__SOURCE EXTRACT__
^^^^^^^^^^^^^^^^

# How does the JL 10TW3 compare to a traditional 10"?



## slowhatch (Nov 29, 2014)

Has anyone directly compared the 10TW3 to a standard 10"? I'd really like to quantify the differences(pros/cons). Specifically how much lower does a regular 10 go in frequency response and are they more or less accurate in response? The best or most valuable comparisons would be a subwoofer swap with little to no other changes. Obviously that excludes proper power and enclosure size as well as EQing. 

I currently have a JL 10TW3 in a fiberglass enclosure and am considering a change. The main objective is to gain more low frequency output, there are certain tracks that it just can't keep up with. Another bonus would be a more accurate playing speaker. For the most part though I'm pretty happy with it. 

If I were to make a change, the driver would have to be compatible with 500 watts rms and a small enclosure(less then 0.8cft). I'm currently interested in the 10W6v3. Am I on the right track? I have to admit that I am partial to JL, but I'm not opposed to other brands that will meet the requirements. 

Thank you for any advice or observations, Dave.


----------



## DDfusion (Apr 23, 2015)

If you went with the JL spec airspace the low end will be lacking.


----------



## slowhatch (Nov 29, 2014)

DDfusion said:


> If you went with the JL spec airspace the low end will be lacking.


Could you elaborate on that? Do you mean either the 10tw and the 10w6? How much additional airspace is required? I am running 0.57 cft currently and the 10w6 requires something like 0.65. If I made the switch, I would build a new enclosure to suit the new driver. Thanks.


----------



## DDfusion (Apr 23, 2015)

I always go at least .25 over what they recommend. It's worked for me. 
Even thought they are better than most they are still a mainstream manufactur so they will do like all the rest and post smallest airspace as possible. 
People don't want to hear a 10 needs 1.5 cubes


----------



## DDfusion (Apr 23, 2015)

Here is something to think about. These are built to order and you can get them made how you want. Kevlar cones to custom colors. 
2000 Series - DD Audio


----------



## jb4674 (Jan 29, 2015)

If you want it to hit lower, you'd want at the very least a 10w6 or a w7 but, you'll have to sacrifice space.


----------



## vwguy383 (Dec 4, 2008)

DDfusion said:


> If you went with the JL spec airspace the low end will be lacking.


Are you saying the 10TW3 would sound better on the low end? And he would get more out of it?


----------



## DDfusion (Apr 23, 2015)

I can say that worked for the normal W3.

^^^^^^^^^^^^^^^^

__TASKS AND EXERCISES__
**A)** Render this sentence from the subwoofer thread above into Spanish: "I currently have a JL 10TW3 in a fiberglass enclosure and am considering a change."
**B)** Carry the subwoofer thread above forward from its final post.

__DATA PROVIDED__
^^^^^^^^^^^^^^^^

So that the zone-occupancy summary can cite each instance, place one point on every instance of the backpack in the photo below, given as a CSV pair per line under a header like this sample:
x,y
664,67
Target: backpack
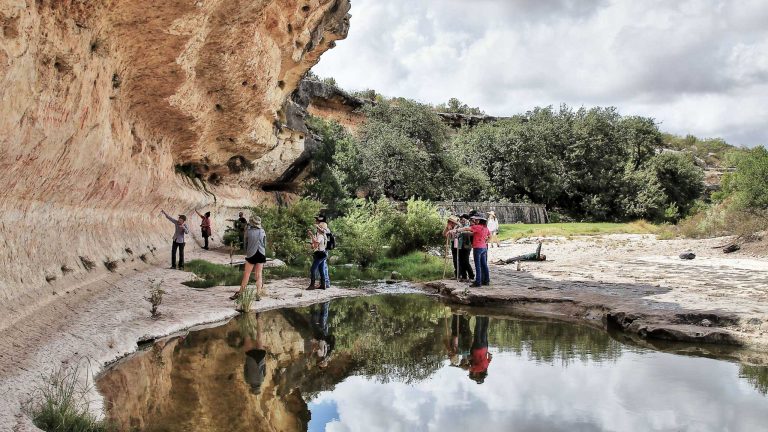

^^^^^^^^^^^^^^^^

__THE RESPONSES__
**A)** Actualmente tengo un JL 10TW3 en una caja de fibra de vidrio y estoy considerando un cambio.

**B)**
----------



## slowhatch (Nov 29, 2014)

DDfusion, are you basing your recommendation of using a .25 cut larger box on one instance of running a W3 where it worked? Or is that something you have seen multiple times? Also, is it exclusive to JL subs or does it apply across the board? It seems to me that JL would recommend the optimal size so that their subs perform as well as possible. In other words, wouldn't they be doing them selves a disservice by specifying an undersized enclosure that doesn't produce the best output from their subs? 

I am really just trying to gauge how much better the sub performance in my system could be. Maybe, I'll just throw one in there just to see what the low end capabilities are. I'm sure a local shop would let me do that with one of the preloaded enclosures.


----------



## SkizeR (Apr 19, 2011)

slowhatch said:


> DDfusion, are you basing your recommendation of using a .25 cut larger box on one instance of running a W3 where it worked? Or is that something you have seen multiple times? Also, is it exclusive to JL subs or does it apply across the board? It seems to me that JL would recommend the optimal size so that their subs perform as well as possible. In other words, wouldn't they be doing them selves a disservice by specifying an undersized enclosure that doesn't produce the best output from their subs?
> 
> I am really just trying to gauge how much better the sub performance in my system could be. Maybe, I'll just throw one in there just to see what the low end capabilities are. I'm sure a local shop would let me do that with one of the preloaded enclosures.


most big name companies do suggest a slightly smaller than optimal enclosure. this is so people who dont know better look at the specs and think "damn, that sub needs a much larger box than the other brands sub". 99% of customers wont notice the difference in sound


----------



## DDfusion (Apr 23, 2015)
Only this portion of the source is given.